> **Travail à faire**:
**1.** Recopiez le passage du texte source qui commence par « Ce que contestent » et se termine par « peu de risques. ».
**2.** D'après le texte source, pourquoi le fait de linker un Eolas n'est-il pas utilisé de façon abusive, alors qu'il rapporte près de 100 clics par jour ? Répondez en une à trois phrases.

The Blue Blood Blogosphère

L’élément objectif ensuite: il y a clairement dans la blogosphère l’émergence, à partir d’un milieu vierge, de gagnants et de perdants. Une classe d’élite, qui se reconnaît comme telle, trône tout en haut. Elle se linke, elle se regroupe, elle se dispute parfois, mais comme les puissantes dynasties d’Europe du XIXème siècle, elle se reconnaît implicitement un lieu point commun : autrefois le sang bleu, aujourd’hui le sentiment d’être cousins. Allez à une République des blogs, et vous verrez : malgré un apparent climat de convivialité, ces messieurs de la Haute se distinguent sans le vouloir, discutent entre eux, attablée et en costume, pendant que la plèbe (en jean) piétine debout…

Ce que contestent les générations d’après, c’est que la place soit est déjà prise et que le « pouvoir » soit perpétué. Contrairement à ce que prétend Autheuil, le classement Wikio est en effet relativement stable : la renommée appelle la renommée. Et contrairement à certains, je ne trouve pas que ce soit toujours forcément mérité. Ne nous en cachons pas : j’ai remarqué que linker un Eolas rapportait près de 100 clicks/jour. Comme l’affluence n’est pas forcément mon objectif, je n’en abuse pas, mais je l’ai néanmoins noté. Les médias traditionnels, quant à eux, paresseux et relativement ignorants des mécanismes réels, se contentent de copier ce qui existe déjà. En donnant les noms de Presse-Citron, Versac ou Embruns, on prend peu de risques.

> **Matériel présenté**:

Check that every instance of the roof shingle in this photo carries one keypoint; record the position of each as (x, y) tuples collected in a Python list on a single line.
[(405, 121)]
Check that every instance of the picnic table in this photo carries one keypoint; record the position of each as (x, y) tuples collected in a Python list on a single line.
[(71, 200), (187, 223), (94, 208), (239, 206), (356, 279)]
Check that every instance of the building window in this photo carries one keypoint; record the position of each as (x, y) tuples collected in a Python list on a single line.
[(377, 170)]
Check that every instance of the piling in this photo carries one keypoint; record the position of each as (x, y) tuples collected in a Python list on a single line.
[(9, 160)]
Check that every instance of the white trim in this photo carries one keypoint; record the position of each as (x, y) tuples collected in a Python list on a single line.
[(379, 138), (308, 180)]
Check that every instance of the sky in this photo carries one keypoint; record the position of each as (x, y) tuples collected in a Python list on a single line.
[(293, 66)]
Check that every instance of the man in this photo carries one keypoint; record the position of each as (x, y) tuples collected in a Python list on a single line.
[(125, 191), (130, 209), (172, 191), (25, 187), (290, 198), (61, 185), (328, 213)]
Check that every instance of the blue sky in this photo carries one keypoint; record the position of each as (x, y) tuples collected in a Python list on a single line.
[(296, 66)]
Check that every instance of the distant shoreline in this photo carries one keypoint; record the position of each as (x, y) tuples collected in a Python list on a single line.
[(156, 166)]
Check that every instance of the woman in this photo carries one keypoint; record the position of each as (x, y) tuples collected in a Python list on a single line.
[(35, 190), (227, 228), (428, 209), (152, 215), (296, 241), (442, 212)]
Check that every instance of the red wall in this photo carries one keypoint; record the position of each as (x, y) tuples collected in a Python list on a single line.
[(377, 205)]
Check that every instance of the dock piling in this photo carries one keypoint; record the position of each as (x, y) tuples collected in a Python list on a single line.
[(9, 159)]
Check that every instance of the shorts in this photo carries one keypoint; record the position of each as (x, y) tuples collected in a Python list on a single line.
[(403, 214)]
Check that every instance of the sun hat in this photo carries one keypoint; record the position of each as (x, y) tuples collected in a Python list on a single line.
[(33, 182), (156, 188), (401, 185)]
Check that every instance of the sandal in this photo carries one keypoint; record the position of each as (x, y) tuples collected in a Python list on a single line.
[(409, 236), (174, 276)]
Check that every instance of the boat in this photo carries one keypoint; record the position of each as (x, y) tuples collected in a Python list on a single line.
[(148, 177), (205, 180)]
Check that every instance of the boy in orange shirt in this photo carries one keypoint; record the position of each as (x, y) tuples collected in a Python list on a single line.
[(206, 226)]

> **Réponses par consigne**:
**1.**
Ce que contestent les générations d’après, c’est que la place soit est déjà prise et que le « pouvoir » soit perpétué. Contrairement à ce que prétend Autheuil, le classement Wikio est en effet relativement stable : la renommée appelle la renommée. Et contrairement à certains, je ne trouve pas que ce soit toujours forcément mérité. Ne nous en cachons pas : j’ai remarqué que linker un Eolas rapportait près de 100 clicks/jour. Comme l’affluence n’est pas forcément mon objectif, je n’en abuse pas, mais je l’ai néanmoins noté. Les médias traditionnels, quant à eux, paresseux et relativement ignorants des mécanismes réels, se contentent de copier ce qui existe déjà. En donnant les noms de Presse-Citron, Versac ou Embruns, on prend peu de risques.

**2.** L'affluence n'est pas forcément l'objectif de la personne qui écrit. Elle a donc simplement noté cet effet, sans en abuser.